The data |
>>>

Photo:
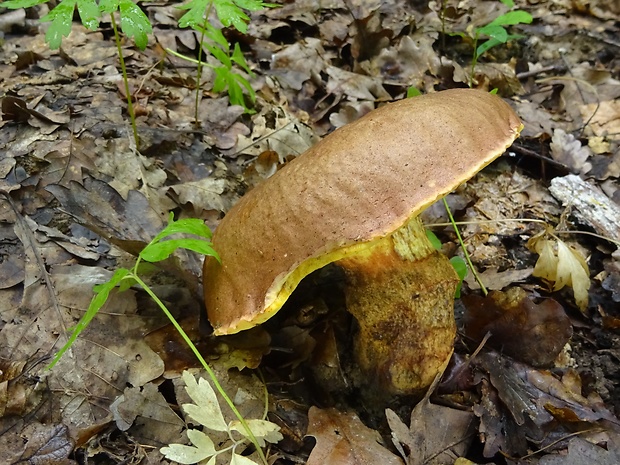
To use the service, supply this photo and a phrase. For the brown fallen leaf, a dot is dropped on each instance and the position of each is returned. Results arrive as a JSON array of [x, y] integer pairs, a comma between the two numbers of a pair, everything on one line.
[[342, 439], [561, 265], [533, 333], [581, 452], [437, 435]]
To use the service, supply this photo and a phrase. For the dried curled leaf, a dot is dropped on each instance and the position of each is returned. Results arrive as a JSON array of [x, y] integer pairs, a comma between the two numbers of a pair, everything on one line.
[[561, 265]]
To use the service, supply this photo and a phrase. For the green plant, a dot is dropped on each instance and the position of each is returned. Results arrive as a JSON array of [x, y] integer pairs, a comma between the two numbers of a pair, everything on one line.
[[123, 278], [135, 24], [230, 13], [206, 411], [493, 33]]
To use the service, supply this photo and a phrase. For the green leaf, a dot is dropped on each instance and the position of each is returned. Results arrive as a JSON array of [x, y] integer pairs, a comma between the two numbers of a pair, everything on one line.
[[217, 36], [512, 18], [413, 92], [108, 6], [89, 13], [186, 226], [238, 58], [254, 5], [494, 31], [460, 267], [61, 18], [135, 23], [219, 54], [205, 409], [195, 15], [436, 243], [161, 250], [230, 14], [487, 45], [102, 292], [15, 4], [238, 459]]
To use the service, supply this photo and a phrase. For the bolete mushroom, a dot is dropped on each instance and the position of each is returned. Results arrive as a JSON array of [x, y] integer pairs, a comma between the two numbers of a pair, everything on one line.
[[354, 199]]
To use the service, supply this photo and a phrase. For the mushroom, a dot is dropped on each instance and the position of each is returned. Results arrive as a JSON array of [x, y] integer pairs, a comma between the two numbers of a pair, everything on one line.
[[354, 199]]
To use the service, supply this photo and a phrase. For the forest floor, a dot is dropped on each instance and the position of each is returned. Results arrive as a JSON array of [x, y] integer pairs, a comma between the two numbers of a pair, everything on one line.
[[78, 199]]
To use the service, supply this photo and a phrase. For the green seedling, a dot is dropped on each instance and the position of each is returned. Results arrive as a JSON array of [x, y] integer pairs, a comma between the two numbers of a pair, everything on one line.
[[206, 411], [493, 33], [160, 248], [136, 25], [230, 13]]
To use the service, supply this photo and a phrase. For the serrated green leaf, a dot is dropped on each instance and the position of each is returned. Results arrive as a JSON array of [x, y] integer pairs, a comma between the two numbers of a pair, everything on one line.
[[486, 46], [108, 6], [512, 18], [413, 92], [221, 78], [494, 31], [206, 409], [187, 226], [254, 5], [16, 4], [89, 13], [61, 18], [135, 23], [238, 58], [460, 267], [102, 292], [217, 36], [195, 15], [162, 250], [436, 243], [231, 15], [219, 54]]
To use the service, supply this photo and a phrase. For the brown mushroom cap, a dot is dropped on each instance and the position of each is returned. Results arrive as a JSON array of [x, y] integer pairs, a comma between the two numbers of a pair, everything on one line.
[[361, 182]]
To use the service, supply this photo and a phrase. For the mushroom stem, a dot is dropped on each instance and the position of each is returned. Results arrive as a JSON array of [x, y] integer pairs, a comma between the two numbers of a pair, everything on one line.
[[401, 292]]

<<<

Render every line of the records above as a JSON list of strings, one string per line, omitting blank lines and the pictures.

[
  "Photo:",
  "To use the service, supply this photo and a phrase. For the brown fallen leaf, a dot is dropped on each instance and the position of each is returned. Results arrive as a JSON array of [x, y] integer pairs, a comma between the two numbers of a pair, everything on one line.",
  "[[342, 439], [561, 265], [533, 333], [581, 452], [437, 435]]",
  "To use the service, supply this photo and a phrase. For the dried curled leaf, a dot is dropped on each instance and the position of each is returned. Results arrive as a JSON array of [x, y] integer pairs, a comma between the two numbers of a pair, everything on one line.",
  "[[561, 265]]",
  "To use the service, supply this photo and a phrase. For the green plant, a dot is dropped on each instance and the position of each is returned. Results arrive as a JSON array of [x, y] integer pairs, a comma between the two numbers of a pair, everything on one line.",
  "[[123, 278], [135, 24], [230, 13], [206, 411], [493, 33]]",
  "To use the service, supply this photo and a phrase. For the green leaf, a dot is dropped on each instance and the position of each is returned. Results arrive as a JSON array of [x, y] integer pairs, a comma between the two numbers of a pair, everything on one line.",
  "[[217, 36], [512, 18], [413, 92], [108, 6], [89, 13], [186, 226], [238, 58], [254, 5], [494, 31], [460, 267], [61, 18], [135, 23], [219, 54], [205, 409], [195, 15], [436, 243], [161, 250], [230, 14], [487, 45], [102, 292], [15, 4], [238, 459]]",
  "To use the service, supply this photo and a phrase. For the bolete mushroom, a dot is dropped on each instance and the position of each is returned. Results arrive as a JSON array of [x, y] integer pairs, a comma between the two numbers of a pair, everything on one line.",
  "[[354, 199]]",
  "To use the service, supply this photo and a phrase. For the mushroom, a dot is dropped on each instance and the position of each is returned. Results arrive as a JSON array of [x, y] integer pairs, a comma between the two numbers of a pair, everything on one line.",
  "[[354, 199]]",
  "To use the service, supply this photo and a phrase. For the forest floor, a dot is dropped on each instance and the position of each is returned. Results arrive as a JSON array of [x, y] integer pairs, a comma between the two numbers of a pair, everything on one line.",
  "[[78, 199]]",
  "To use the service, supply this photo and a phrase. For the green seedling, a dot is dropped on each instance and the position of each is returned. Results arrive as a JSON array of [x, y] integer pairs, a comma between the two numbers of a pair, everything on one line.",
  "[[206, 411], [493, 33], [160, 248], [136, 25], [230, 13]]",
  "To use the service, supply this photo and a phrase. For the serrated green leaf, a dot is dropped on each instance and the position of each is returned. Results arrive as a JSON array of [x, y] integer pairs, a comma between the two numbers of a pair, everything on one line.",
  "[[486, 46], [108, 6], [512, 18], [413, 92], [221, 78], [494, 31], [206, 409], [187, 226], [254, 5], [16, 4], [89, 13], [61, 18], [135, 23], [238, 58], [460, 267], [102, 292], [217, 36], [195, 15], [162, 250], [436, 243], [231, 15], [219, 54]]",
  "To use the service, supply this photo and a phrase. For the brown mushroom cap, a dot is dropped on each instance and the position of each is returned. Results arrive as a JSON array of [x, y] integer pairs, a comma between the two numbers of a pair, everything on one line.",
  "[[361, 182]]",
  "To use the service, supply this photo and a phrase. For the mushroom stem, a dot is dropped on each instance and the position of each is returned. Results arrive as a JSON array of [x, y] integer pairs, a comma between the two numbers of a pair, everything on one line.",
  "[[401, 292]]"
]